**Given text**

What follows is effectively a list of things I wanted to follow up on after hearing at day one of Interact 2014. I then put more words in between the links to contextualise them and share my thoughts.
Andreas Adamec and Bernadette Irizarry
Doing Less with More
Whilst these two where a very friendly and charismatic duo, their talk would be more accurately described as “here is lots of cool stuff”. They talked about Dieter Rams 10 design principles and Csikszentmihalyi’s Flow, Kotler’s 4 stages, Chipp Kidd’s book cover design ethos, David Kelly’s thoughts on what your customer wants and then went on to show some cool apps.
Ian Fenn
Getting UX done
Ian’s talk was packed with practical techniques for everything that surrounds the UX work to make it work. He mentioned the top things that stop designs getting through are HiPPO (highest paid person’s opinion, highest paid person in the office), lack of resources and things going into “phase 2”. To combat these he went on to say that “communication and influence are just as important as good design.” and talked about how to handle meetings and people in general. Ian mentioned that Personal Styles & Effective Performance: Make Your Style Work for You has been used as a source for many more recent work on getting things done. I would personally add How to Win Friends and Influence People to the mix, a book that remains relevant today.
Robert Newham
Hearts, minds, science and service. Designing to influence change.

**Rows from a dataset**
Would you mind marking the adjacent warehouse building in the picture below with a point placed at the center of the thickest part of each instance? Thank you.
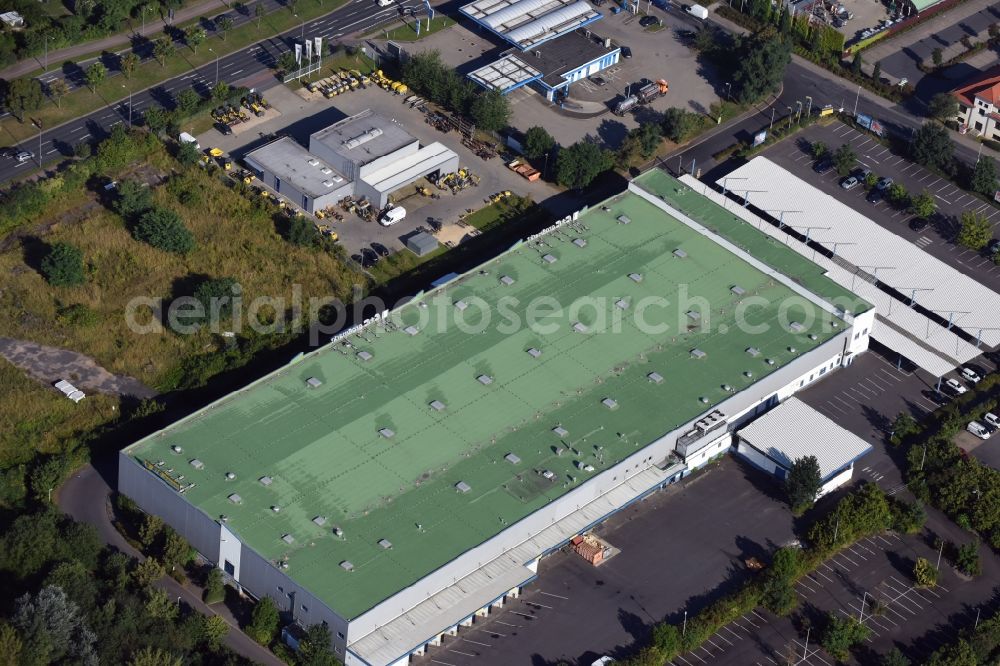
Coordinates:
(365, 155)
(552, 47)
(408, 476)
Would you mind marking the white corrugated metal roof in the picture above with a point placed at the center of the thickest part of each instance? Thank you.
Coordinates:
(926, 343)
(902, 264)
(793, 430)
(407, 169)
(467, 595)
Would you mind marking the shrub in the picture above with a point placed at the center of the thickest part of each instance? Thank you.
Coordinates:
(63, 265)
(163, 229)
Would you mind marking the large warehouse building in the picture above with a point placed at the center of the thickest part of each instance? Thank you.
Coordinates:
(408, 476)
(365, 155)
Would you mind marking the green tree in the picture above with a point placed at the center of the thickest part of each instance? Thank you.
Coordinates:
(924, 573)
(264, 621)
(975, 231)
(156, 118)
(933, 147)
(215, 590)
(844, 159)
(760, 65)
(803, 483)
(537, 142)
(224, 23)
(967, 559)
(213, 630)
(923, 205)
(942, 106)
(58, 88)
(679, 124)
(984, 177)
(163, 48)
(578, 165)
(490, 110)
(23, 96)
(127, 62)
(163, 229)
(841, 634)
(62, 265)
(95, 74)
(195, 37)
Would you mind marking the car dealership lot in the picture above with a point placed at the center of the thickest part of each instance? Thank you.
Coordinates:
(937, 238)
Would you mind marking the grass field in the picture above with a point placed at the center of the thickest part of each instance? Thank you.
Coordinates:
(235, 239)
(150, 73)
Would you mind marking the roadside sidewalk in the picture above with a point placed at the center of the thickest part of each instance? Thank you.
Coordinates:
(153, 27)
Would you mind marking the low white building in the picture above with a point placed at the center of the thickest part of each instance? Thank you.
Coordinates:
(794, 430)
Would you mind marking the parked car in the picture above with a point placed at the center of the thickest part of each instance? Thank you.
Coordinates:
(978, 429)
(955, 386)
(823, 165)
(970, 375)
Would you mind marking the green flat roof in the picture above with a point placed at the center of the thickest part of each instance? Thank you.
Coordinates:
(321, 445)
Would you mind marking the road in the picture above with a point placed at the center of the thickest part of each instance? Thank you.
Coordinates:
(254, 61)
(86, 498)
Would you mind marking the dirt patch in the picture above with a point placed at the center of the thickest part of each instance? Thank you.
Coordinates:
(50, 364)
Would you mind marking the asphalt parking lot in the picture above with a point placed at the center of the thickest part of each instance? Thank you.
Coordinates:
(936, 239)
(679, 547)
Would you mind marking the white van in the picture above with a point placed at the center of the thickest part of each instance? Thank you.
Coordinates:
(187, 138)
(392, 216)
(698, 12)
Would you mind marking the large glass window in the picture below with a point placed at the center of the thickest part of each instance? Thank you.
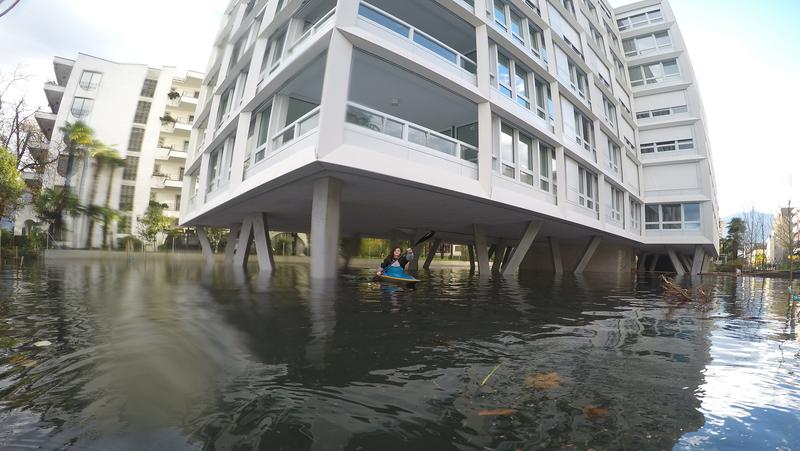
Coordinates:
(81, 107)
(142, 111)
(90, 80)
(149, 87)
(672, 216)
(131, 168)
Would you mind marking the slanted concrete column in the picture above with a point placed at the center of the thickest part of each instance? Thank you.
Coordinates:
(230, 244)
(555, 252)
(325, 224)
(480, 249)
(698, 260)
(266, 263)
(243, 243)
(676, 261)
(587, 254)
(499, 254)
(519, 252)
(205, 245)
(471, 250)
(431, 253)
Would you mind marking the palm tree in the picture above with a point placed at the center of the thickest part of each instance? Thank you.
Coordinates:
(104, 156)
(77, 136)
(50, 205)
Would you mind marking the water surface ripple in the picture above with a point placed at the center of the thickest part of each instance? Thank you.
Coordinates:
(168, 354)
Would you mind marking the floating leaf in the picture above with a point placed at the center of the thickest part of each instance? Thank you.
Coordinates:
(543, 381)
(494, 412)
(595, 413)
(486, 379)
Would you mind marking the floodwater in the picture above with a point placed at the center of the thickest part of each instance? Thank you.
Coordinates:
(167, 354)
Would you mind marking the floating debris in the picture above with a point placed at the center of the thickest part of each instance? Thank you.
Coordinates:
(486, 379)
(496, 412)
(595, 413)
(543, 381)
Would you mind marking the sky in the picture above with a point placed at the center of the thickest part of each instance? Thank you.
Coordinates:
(743, 52)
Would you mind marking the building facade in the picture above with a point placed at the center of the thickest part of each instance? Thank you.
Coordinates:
(145, 114)
(518, 127)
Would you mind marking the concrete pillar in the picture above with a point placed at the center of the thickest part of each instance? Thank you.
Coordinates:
(325, 224)
(334, 92)
(555, 251)
(698, 260)
(642, 262)
(413, 265)
(654, 262)
(676, 262)
(499, 254)
(230, 244)
(243, 243)
(587, 254)
(480, 249)
(205, 245)
(516, 257)
(471, 250)
(266, 263)
(428, 258)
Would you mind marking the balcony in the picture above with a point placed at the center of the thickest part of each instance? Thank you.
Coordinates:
(46, 122)
(54, 94)
(398, 113)
(433, 26)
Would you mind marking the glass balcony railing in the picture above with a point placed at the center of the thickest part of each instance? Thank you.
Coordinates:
(418, 37)
(407, 131)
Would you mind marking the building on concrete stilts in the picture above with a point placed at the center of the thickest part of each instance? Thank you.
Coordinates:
(566, 136)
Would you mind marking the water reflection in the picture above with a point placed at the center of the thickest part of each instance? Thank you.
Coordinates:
(172, 354)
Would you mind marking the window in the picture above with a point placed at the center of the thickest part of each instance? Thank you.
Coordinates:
(522, 156)
(274, 52)
(636, 215)
(569, 6)
(615, 212)
(126, 197)
(142, 111)
(640, 20)
(504, 74)
(90, 80)
(135, 140)
(597, 37)
(584, 133)
(667, 146)
(131, 168)
(610, 112)
(662, 112)
(672, 216)
(649, 43)
(587, 188)
(619, 68)
(614, 156)
(149, 87)
(81, 107)
(507, 152)
(659, 72)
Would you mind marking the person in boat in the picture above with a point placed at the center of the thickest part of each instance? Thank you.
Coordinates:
(396, 262)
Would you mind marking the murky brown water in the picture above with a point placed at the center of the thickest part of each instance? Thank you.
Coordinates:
(169, 355)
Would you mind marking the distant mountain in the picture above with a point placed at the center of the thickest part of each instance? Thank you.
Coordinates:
(767, 217)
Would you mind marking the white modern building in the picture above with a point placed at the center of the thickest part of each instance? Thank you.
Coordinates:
(145, 113)
(549, 134)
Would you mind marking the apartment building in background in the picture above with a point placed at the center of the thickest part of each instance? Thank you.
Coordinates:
(145, 113)
(558, 135)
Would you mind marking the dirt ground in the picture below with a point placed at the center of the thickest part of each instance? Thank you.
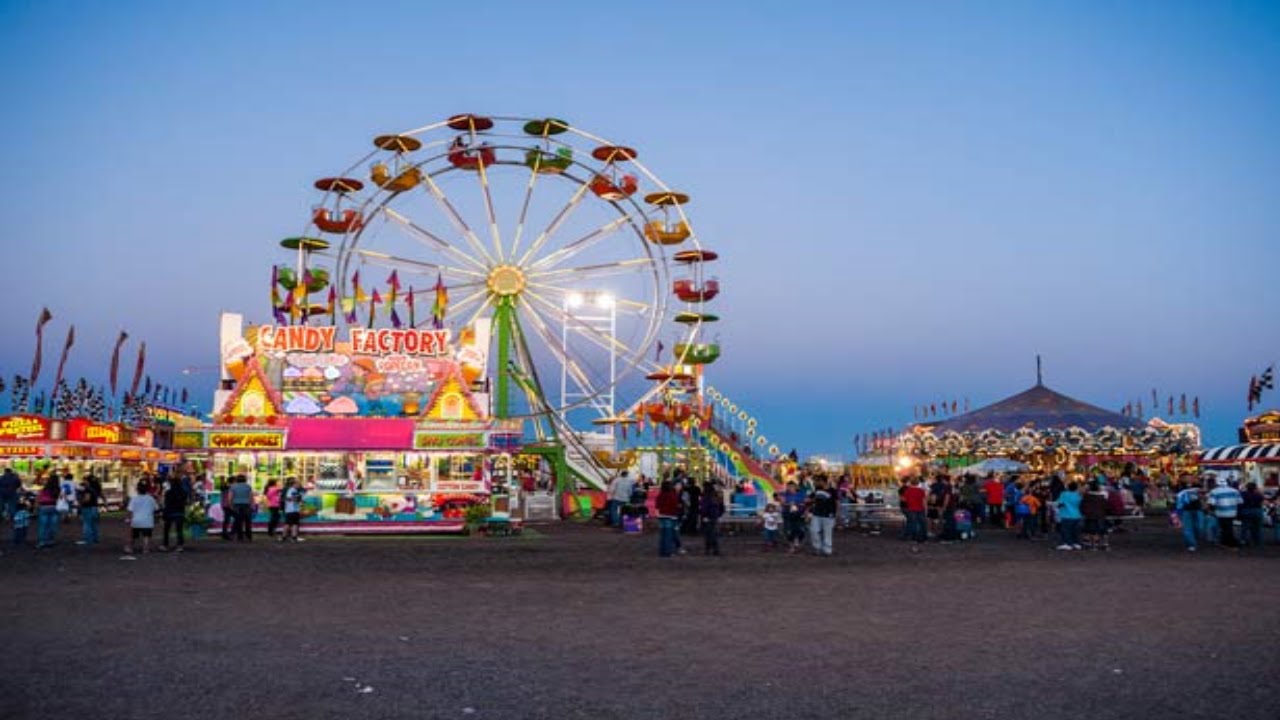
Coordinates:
(574, 621)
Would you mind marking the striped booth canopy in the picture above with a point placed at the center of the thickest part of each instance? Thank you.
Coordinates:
(1237, 454)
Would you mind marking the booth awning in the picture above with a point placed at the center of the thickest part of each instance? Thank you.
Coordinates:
(1233, 454)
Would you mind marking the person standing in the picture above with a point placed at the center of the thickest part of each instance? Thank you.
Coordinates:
(1069, 518)
(273, 505)
(995, 493)
(242, 507)
(46, 514)
(1093, 507)
(772, 520)
(792, 515)
(822, 518)
(1225, 502)
(667, 506)
(712, 509)
(914, 506)
(1028, 509)
(10, 484)
(225, 507)
(292, 501)
(1252, 502)
(176, 500)
(1188, 507)
(21, 519)
(1138, 487)
(142, 520)
(90, 504)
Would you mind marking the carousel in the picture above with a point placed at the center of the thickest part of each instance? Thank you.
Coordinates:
(1050, 431)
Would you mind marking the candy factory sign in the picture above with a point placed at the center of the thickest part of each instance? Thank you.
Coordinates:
(295, 338)
(246, 441)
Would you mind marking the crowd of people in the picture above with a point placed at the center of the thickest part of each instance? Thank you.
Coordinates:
(56, 499)
(1077, 513)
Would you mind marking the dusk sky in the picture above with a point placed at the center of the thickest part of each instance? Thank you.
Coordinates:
(912, 200)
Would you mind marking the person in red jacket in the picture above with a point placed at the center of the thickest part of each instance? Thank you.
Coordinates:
(914, 506)
(995, 492)
(668, 515)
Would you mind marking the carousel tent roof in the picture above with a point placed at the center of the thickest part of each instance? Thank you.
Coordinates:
(1038, 408)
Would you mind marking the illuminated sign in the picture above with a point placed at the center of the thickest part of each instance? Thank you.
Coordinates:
(301, 338)
(188, 440)
(451, 441)
(460, 486)
(23, 427)
(85, 431)
(246, 441)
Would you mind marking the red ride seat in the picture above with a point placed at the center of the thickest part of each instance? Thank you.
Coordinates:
(339, 222)
(608, 190)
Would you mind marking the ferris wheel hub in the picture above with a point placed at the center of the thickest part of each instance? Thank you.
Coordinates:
(506, 281)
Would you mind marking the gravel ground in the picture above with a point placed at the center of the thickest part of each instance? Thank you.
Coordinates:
(574, 621)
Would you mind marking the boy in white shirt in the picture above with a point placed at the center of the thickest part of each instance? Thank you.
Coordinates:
(772, 520)
(142, 519)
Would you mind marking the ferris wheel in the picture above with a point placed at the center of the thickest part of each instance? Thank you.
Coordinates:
(510, 231)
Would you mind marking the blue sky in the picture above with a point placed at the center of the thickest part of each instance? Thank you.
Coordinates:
(912, 199)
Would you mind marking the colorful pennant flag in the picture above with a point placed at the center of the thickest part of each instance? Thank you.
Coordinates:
(45, 315)
(442, 302)
(115, 360)
(62, 361)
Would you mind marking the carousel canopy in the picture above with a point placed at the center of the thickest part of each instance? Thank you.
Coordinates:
(1041, 409)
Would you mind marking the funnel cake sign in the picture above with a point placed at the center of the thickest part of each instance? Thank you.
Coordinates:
(414, 342)
(23, 427)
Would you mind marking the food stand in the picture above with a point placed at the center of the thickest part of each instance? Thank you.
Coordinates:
(384, 432)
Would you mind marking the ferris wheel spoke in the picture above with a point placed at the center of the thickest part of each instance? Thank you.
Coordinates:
(375, 258)
(606, 342)
(432, 238)
(561, 352)
(456, 218)
(632, 306)
(524, 210)
(488, 203)
(475, 315)
(581, 244)
(554, 224)
(599, 270)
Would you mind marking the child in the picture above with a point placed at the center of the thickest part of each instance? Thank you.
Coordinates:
(772, 519)
(21, 520)
(1028, 509)
(142, 519)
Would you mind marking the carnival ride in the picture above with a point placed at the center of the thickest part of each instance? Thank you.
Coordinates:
(506, 224)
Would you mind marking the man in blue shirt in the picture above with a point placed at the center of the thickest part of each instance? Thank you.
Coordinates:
(1225, 502)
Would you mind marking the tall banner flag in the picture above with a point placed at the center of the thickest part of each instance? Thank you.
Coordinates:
(393, 283)
(442, 302)
(115, 360)
(137, 369)
(62, 361)
(45, 315)
(374, 300)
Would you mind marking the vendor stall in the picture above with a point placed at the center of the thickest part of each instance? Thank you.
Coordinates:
(114, 454)
(382, 442)
(1256, 459)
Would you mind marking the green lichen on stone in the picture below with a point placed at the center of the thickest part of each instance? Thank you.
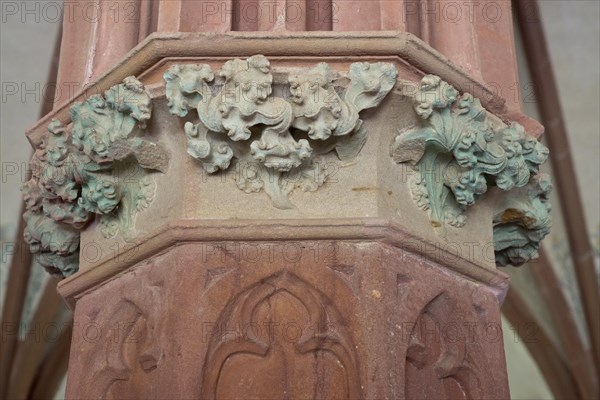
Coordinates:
(521, 221)
(77, 173)
(240, 120)
(457, 155)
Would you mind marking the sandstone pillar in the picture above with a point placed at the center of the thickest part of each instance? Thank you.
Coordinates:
(286, 214)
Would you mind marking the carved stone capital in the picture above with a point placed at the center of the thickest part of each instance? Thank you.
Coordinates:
(458, 154)
(100, 166)
(280, 135)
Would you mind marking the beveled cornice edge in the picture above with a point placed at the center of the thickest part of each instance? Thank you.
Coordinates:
(190, 231)
(289, 44)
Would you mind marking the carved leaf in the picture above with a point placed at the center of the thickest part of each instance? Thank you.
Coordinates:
(458, 154)
(245, 110)
(77, 174)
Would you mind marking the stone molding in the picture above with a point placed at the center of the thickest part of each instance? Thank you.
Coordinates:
(402, 47)
(175, 233)
(458, 154)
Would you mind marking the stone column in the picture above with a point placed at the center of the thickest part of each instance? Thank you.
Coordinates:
(290, 215)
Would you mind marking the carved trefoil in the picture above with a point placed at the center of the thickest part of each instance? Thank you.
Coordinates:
(98, 166)
(457, 154)
(241, 119)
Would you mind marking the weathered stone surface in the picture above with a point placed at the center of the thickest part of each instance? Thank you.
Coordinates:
(95, 168)
(291, 319)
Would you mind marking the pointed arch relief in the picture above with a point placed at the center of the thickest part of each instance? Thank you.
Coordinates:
(280, 338)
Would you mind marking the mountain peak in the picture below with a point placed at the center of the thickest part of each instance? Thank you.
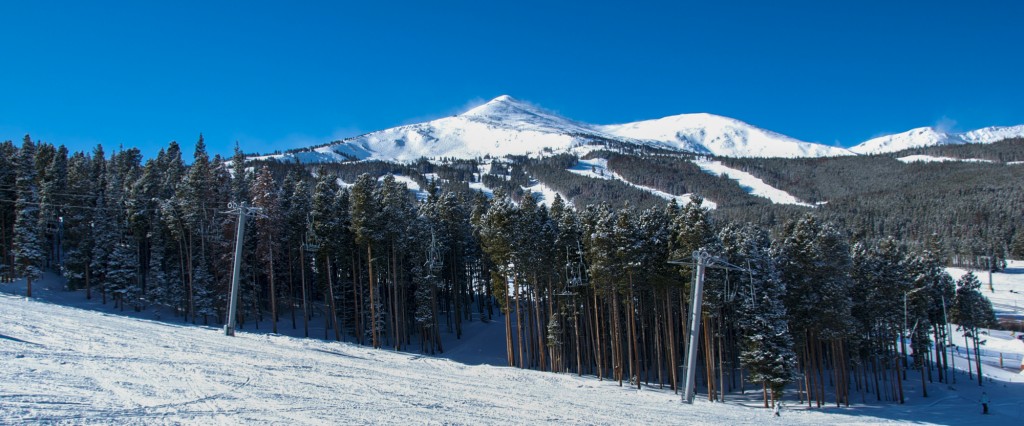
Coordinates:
(501, 105)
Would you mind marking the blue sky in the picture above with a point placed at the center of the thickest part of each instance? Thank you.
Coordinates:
(280, 75)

**Goals**
**1)** In the Interact 2014 notes, which book does the writer personally add to the one Ian Fenn mentioned?
**2)** Write the next part of the Interact 2014 conference notes, picking up after the last line shown.

**Exercise answers**
**1)** How to Win Friends and Influence People.

**2)**
Robert is living the dream of doing something meaningful with is mind and craft. A truly inspiring look at how hard work and a lot of research can make a difference. He mentioned some behavioural frameworks that helped his team inform their work (he also helpfully put them on his twitter):
Juliet Richardson
Thinking Beyond UX
Juliet talked about the somewhat intangible nature of UX and how people are confused when they talk about UX as a thing you can add to a project. She talk about projects being limited to local maxima by this way of thinking. She illustrated this by making examples of people asking the wrong questions about projects that only focus on the digital facade. (“Is it easier to sign up?” when we should be asking “Do people want to sign up?”) The Five Whys can be used to help find the root cause of these sort of problems. She also placed an emphasis on having the right content and also making sure the right people are in place to continue the work it.
Dan Ramsden
Design like you’re right, test like you’re wrong and be careful what you throw away.
Dan talked about his experience at the BBC teaching interns their process. It was a very inspiring talk that I think anyone could have taken a great deal away from. It was like I was getting a personal life lesson and I loved it. He also mentioned The Reflective Practitioner as something designers should read. A personal note, he used Futura in his slides, I felt this should have been Gill sans which is part of the BBC brand. Ended with a delightful magic trick, that mostly worked.
Grandin Donovan
“Welcome to the party” Current practice in user activation
I have to admit I did not listen as attently as I should have to Grandin, who have a very computed and full talk on user onboarding / activation. The reason for my idleness is that at Caplin we don’t have this sort of issue because as Mike the next speaker mentioned B2B software is not bought by the ultimate end users.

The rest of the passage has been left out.